§ TASKS TO CARRY OUT
A – In the meeting report on the Chapters Council, how often does the council meet each year?
B – Name every kind of professional that the meeting report says now work together on patient care.
C – Please copy the meeting report word for word, starting with "Adding to the" and going on through "evening was worthwhile.".

Start of DOCUMENT EXTRACT

Medical Marijuana Hot Issue at Chapters Meeting

The Chapters Council meets four times a year, but three of them are conference calls. The chance to discuss topics and interact face-to-face with colleagues makes the Med-Sci Conference Council an important annual event.

Thursday evening’s meeting included discussions on medical marijuana, potentially broadening ASAM’s membership requirements and reports from state chapters.

“It is always good to hear what new and different things other states are doing to recruit, retain and educate members,” said Richard Soper, M.D., J.D., M.S., FASAM, Chapters Council chair.

Medical marijuana has again become a contentious issue. Eighteen additional states have approved use of medical marijuana, while Montana, which had approved its use for the past six years, repealed its consent. Regardless of its legislature’s stance, every state chapter has been affected by this matter, and members weren’t shy about voicing their thoughts and experiences.

“The discussion wasn’t to take a position on the issue, but to talk about the science and policy behind it,” Dr. Soper said. “We as physicians do not condone inhalant use of other substances, yet turn around and say OK to the use of something even less standardized. It’s a thorny dichotomy.”

In some states, such as California, patients need only to call their doctor to get a prescription for medical marijuana.

“There was an interesting discussion about physicians being asked to provide a prescription for something with no continuity of care,” Dr. Soper said. “What are the ramifications of certifying a prescription for a patient you’ve never had an encounter with?”

Adding to the discussion, Andrea Barthwell, M.D., FASAM, and ASAM past-president, presented an update on the ASAM medical marijuana white paper.

Another lively dialogue focused on expanding ASAM’s membership standards.

“There has been a lot of push in medicine over the last 20 years to have a more collegial, team approach to patient care. Nurse practitioners, physicians, PhDs and pharmacists now all work together to inform the process,” Dr. Soper said. “This is a good conversation that arises every few years, and it’s always an important one to have.”

Although no formal votes were held on any of the topics, he said he felt the evening was worthwhile.

“Everything discussed was for informational purposes,” Soper said. “I thought we had some good give-and-take. It was a productive meeting.”

End of DOCUMENT EXTRACT
Start of DATA EXTRACT

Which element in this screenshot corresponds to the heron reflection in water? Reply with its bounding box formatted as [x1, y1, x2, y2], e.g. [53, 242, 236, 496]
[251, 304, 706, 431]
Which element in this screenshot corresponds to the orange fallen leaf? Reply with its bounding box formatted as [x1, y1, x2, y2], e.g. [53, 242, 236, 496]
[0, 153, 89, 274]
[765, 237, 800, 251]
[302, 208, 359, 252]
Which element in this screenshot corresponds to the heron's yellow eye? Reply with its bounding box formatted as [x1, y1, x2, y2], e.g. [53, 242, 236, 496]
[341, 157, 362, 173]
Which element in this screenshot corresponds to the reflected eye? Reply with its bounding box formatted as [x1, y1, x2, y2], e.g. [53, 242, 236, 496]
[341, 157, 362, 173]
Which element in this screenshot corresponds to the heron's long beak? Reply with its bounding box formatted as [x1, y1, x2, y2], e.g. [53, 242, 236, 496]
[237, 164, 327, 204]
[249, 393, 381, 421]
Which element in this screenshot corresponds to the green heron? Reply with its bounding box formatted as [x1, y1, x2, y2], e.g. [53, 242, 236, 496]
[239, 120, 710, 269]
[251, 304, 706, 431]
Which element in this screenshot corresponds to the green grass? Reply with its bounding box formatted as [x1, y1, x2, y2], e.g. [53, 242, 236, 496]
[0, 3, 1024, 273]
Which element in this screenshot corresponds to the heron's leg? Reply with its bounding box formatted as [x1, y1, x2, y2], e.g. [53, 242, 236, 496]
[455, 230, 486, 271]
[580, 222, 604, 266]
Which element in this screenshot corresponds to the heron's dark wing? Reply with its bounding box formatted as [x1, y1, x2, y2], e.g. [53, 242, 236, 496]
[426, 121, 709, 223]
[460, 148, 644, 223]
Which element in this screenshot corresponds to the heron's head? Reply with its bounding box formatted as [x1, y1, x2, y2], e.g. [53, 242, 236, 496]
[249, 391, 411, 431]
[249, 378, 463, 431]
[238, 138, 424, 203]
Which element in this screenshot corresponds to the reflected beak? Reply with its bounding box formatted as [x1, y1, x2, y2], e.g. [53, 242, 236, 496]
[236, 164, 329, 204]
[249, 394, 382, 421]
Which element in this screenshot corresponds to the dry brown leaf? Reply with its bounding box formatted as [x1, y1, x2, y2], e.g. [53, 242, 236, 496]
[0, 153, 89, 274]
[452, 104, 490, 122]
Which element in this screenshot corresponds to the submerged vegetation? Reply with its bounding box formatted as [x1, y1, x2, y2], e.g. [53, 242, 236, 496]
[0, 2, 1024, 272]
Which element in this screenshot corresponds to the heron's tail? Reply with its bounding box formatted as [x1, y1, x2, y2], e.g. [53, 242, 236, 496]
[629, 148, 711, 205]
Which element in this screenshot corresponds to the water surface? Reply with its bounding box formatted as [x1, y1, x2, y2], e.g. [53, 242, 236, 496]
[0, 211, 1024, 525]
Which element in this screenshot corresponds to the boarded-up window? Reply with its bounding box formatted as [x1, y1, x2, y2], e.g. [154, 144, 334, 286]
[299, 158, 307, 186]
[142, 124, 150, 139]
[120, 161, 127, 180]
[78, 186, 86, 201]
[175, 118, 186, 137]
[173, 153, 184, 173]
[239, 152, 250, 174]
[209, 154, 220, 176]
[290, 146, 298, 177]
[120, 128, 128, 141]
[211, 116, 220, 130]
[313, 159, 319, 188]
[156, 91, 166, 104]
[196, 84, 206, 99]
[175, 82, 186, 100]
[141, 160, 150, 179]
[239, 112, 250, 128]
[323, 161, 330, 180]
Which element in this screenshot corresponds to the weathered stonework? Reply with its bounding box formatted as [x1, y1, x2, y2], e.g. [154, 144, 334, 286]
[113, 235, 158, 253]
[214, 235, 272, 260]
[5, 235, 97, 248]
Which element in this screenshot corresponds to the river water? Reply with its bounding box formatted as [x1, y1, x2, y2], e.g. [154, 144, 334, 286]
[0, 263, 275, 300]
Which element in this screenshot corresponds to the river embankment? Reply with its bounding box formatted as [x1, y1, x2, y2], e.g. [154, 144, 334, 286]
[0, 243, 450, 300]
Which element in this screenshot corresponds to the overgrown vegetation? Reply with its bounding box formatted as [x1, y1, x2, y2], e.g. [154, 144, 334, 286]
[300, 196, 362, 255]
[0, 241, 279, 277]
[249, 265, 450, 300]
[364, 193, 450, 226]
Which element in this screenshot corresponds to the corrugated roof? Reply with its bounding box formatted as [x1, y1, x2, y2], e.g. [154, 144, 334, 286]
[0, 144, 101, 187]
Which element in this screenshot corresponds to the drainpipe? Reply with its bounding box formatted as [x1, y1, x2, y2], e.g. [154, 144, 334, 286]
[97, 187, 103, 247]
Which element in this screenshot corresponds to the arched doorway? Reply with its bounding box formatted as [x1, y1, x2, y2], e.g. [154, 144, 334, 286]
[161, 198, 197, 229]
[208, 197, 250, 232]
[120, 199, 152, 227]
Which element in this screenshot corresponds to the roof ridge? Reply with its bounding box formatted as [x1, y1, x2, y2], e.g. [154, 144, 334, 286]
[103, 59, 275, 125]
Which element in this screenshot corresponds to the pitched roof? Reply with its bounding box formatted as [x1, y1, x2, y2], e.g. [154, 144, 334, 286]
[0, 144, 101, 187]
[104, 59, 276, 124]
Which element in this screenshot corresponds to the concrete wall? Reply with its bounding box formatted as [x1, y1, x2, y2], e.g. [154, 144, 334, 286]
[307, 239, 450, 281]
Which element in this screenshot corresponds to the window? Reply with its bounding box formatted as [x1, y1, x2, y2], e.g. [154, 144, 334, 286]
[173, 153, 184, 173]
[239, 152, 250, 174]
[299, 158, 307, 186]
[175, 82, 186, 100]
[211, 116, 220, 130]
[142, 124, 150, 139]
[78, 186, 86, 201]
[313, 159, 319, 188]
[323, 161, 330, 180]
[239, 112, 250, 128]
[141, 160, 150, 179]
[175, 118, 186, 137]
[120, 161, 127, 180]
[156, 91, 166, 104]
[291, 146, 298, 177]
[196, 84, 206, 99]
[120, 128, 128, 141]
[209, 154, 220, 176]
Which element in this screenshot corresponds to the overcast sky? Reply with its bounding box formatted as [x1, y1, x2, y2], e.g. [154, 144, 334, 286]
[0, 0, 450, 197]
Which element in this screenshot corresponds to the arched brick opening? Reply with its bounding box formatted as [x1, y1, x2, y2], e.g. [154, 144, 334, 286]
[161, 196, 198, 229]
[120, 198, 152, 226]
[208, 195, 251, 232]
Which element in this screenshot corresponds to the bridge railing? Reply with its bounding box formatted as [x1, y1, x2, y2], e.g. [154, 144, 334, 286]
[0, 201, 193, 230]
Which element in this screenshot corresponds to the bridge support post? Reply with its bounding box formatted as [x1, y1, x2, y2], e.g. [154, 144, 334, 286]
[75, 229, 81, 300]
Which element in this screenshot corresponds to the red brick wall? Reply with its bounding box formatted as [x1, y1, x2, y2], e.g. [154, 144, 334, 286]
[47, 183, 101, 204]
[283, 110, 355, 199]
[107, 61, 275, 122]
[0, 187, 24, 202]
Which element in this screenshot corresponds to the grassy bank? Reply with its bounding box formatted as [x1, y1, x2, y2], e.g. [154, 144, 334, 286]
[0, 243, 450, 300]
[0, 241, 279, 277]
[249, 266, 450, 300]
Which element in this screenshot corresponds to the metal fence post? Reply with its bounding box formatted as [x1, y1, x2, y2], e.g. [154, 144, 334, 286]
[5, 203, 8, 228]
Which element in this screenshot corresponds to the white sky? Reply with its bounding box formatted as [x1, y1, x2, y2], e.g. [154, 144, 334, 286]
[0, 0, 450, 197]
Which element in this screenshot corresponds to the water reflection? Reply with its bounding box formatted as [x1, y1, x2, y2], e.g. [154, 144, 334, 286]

End of DATA EXTRACT

§ ANSWERS TO THE EXERCISES
A – Four times a year, with three of those meetings held as conference calls.

B – Nurse practitioners, physicians, PhDs and pharmacists.

C –
Adding to the discussion, Andrea Barthwell, M.D., FASAM, and ASAM past-president, presented an update on the ASAM medical marijuana white paper.

Another lively dialogue focused on expanding ASAM’s membership standards.

“There has been a lot of push in medicine over the last 20 years to have a more collegial, team approach to patient care. Nurse practitioners, physicians, PhDs and pharmacists now all work together to inform the process,” Dr. Soper said. “This is a good conversation that arises every few years, and it’s always an important one to have.”

Although no formal votes were held on any of the topics, he said he felt the evening was worthwhile.